**Exercise:** The material below must be retyped in full, with every line kept exactly as it is.
**** Records for the exercise ****
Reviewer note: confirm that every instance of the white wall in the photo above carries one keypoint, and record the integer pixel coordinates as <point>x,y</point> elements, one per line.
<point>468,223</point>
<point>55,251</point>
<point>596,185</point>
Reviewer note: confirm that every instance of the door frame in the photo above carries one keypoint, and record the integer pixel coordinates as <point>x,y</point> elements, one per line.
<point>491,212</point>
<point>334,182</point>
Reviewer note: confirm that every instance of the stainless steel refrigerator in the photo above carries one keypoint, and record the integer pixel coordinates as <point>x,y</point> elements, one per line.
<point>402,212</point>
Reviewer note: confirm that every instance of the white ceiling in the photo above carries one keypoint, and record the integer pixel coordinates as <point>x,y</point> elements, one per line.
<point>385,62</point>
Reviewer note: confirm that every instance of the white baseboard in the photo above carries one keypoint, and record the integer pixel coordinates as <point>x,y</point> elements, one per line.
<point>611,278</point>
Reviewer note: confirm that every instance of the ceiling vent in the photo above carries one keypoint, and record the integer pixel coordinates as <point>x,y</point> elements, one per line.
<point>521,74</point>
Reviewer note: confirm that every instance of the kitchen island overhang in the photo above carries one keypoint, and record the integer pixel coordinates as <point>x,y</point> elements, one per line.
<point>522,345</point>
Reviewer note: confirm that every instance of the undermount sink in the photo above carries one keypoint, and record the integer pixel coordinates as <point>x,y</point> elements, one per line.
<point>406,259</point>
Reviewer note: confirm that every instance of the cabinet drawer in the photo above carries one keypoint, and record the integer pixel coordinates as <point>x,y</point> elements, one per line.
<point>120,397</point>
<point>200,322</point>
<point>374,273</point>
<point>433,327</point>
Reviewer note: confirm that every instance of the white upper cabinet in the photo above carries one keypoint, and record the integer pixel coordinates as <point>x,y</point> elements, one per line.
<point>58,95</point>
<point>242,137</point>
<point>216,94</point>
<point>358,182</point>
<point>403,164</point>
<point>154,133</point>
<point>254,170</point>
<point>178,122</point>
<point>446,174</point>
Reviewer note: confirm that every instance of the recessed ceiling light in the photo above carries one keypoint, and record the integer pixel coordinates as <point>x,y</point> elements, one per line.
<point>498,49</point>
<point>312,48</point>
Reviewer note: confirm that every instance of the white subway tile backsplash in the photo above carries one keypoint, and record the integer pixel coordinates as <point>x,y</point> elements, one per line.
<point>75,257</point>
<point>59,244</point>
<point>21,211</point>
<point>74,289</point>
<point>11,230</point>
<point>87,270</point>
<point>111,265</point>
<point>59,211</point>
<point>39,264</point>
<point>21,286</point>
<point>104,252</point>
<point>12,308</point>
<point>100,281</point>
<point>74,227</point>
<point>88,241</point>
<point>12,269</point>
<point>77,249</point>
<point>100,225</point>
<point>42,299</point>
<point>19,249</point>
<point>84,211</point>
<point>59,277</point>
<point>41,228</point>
****
**Answer space:**
Reviewer note: confirm that every instance of the white wall in the photo above carries one keypoint, and record the integer pixel coordinates as <point>x,y</point> elements, one per line.
<point>468,223</point>
<point>55,251</point>
<point>596,185</point>
Reviewer note: confirm that every instance of the door frame in the photo above carries one keypoint, and record the integer pixel coordinates as <point>x,y</point> elements, one per line.
<point>491,212</point>
<point>334,182</point>
Reviewer note: confirm that every instance of the stainless steel refrigerator in the photo above carries one keypoint, and record the integer pixel coordinates as <point>x,y</point> elements, one per line.
<point>402,212</point>
Reviewer note: confirm that every instance of the white ceiling in the photo above carries one keypoint, and record the integer pixel coordinates as <point>x,y</point> elements, one per line.
<point>385,62</point>
Reviewer note: confirm that every instance of the white baseboard in the photo above carries one keypoint, and record the integer pixel coordinates as <point>x,y</point> elements, one per line.
<point>611,278</point>
Reviewer note: confirm that every instance of the ceiling vent in the photo above carries one keypoint, and record the integer pixel coordinates as <point>x,y</point> elements, one per line.
<point>521,74</point>
Reviewer note: confirm that every instance of the kitchen island overhang in the photo above carries one keypoint, and record the integer pixel coordinates as <point>x,y</point> elements, one per line.
<point>522,345</point>
Reviewer note: confirm that every instance of the undermount sink in the photo above carries one keypoint, and record the integer pixel coordinates as <point>x,y</point> elements, one per line.
<point>406,259</point>
Reviewer note: confirm that every instance of the cabinet drawer in the photo above carries one keypoint, and record the integer pixel coordinates as <point>x,y</point> elements, one per line.
<point>120,397</point>
<point>200,322</point>
<point>374,273</point>
<point>433,327</point>
Reviewer note: confirm that every instance of the white upper cabinet in the photo above carries one keypoint, and record the integer pixel coordinates as <point>x,y</point> elements, one per line.
<point>58,95</point>
<point>242,137</point>
<point>216,94</point>
<point>358,182</point>
<point>403,164</point>
<point>154,133</point>
<point>254,170</point>
<point>178,122</point>
<point>446,174</point>
Reviewer note: confirm that every instance of the recessed ceiling light in the photo above carries one keypoint, and record the integer pixel coordinates as <point>x,y</point> elements, one per line.
<point>498,49</point>
<point>312,48</point>
Reviewer note: confirm that every instance of the white subway tile backsplash in the photo above carries one keypoint, and record the integer pixel coordinates as <point>x,y</point> elements, one per line.
<point>75,257</point>
<point>59,244</point>
<point>21,211</point>
<point>74,289</point>
<point>11,230</point>
<point>87,270</point>
<point>111,265</point>
<point>59,211</point>
<point>39,264</point>
<point>21,286</point>
<point>104,252</point>
<point>12,308</point>
<point>100,281</point>
<point>74,227</point>
<point>88,241</point>
<point>12,269</point>
<point>77,249</point>
<point>100,225</point>
<point>42,299</point>
<point>19,249</point>
<point>84,211</point>
<point>59,277</point>
<point>41,228</point>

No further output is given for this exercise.